*What is asked*:
Quote the items below word for word, from the line containing "Flag each browned" up to and including the line containing "290 895 400 952", and nothing else.

*Supplied data*:
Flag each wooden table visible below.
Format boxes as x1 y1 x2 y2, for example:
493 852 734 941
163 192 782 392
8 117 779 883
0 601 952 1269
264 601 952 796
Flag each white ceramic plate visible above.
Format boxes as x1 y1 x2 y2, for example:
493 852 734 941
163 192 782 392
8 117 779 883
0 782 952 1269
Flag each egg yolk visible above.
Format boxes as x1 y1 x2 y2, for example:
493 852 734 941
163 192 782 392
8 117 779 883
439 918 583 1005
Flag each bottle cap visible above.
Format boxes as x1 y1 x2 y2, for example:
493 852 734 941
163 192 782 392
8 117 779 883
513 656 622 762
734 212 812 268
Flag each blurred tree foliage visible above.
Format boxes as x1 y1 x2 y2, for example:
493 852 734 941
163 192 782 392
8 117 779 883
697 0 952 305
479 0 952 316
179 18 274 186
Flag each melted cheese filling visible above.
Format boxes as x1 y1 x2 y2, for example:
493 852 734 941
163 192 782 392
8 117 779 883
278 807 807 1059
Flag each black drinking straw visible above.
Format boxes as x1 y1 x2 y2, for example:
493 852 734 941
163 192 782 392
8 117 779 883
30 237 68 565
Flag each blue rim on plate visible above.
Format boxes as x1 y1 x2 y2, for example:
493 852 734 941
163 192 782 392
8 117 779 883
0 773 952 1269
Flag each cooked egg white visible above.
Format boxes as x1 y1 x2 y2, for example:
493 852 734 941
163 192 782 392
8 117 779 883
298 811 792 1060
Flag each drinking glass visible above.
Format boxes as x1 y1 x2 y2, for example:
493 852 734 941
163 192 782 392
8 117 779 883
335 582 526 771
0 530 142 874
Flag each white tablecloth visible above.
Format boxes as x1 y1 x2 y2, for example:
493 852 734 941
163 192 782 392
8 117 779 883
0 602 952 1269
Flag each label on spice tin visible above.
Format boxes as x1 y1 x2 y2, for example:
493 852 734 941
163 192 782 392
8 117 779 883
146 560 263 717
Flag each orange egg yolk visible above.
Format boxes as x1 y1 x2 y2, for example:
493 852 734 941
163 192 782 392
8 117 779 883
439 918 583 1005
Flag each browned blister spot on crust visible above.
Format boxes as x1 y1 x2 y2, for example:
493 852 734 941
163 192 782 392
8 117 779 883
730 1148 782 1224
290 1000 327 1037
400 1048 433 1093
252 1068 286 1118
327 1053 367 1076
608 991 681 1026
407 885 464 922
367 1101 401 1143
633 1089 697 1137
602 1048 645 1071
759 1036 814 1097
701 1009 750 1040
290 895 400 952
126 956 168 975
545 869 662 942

*Task solution*:
Flag each browned blister spot on crust visible above.
Format boxes as x1 y1 x2 y2, for example:
493 852 734 941
163 192 782 392
8 117 779 883
730 1148 782 1224
290 1000 327 1037
400 1048 433 1093
252 1068 286 1118
327 1053 367 1076
608 991 681 1026
407 885 464 922
367 1101 401 1143
633 1089 697 1137
602 1048 645 1071
759 1036 814 1097
701 1009 750 1040
290 895 400 952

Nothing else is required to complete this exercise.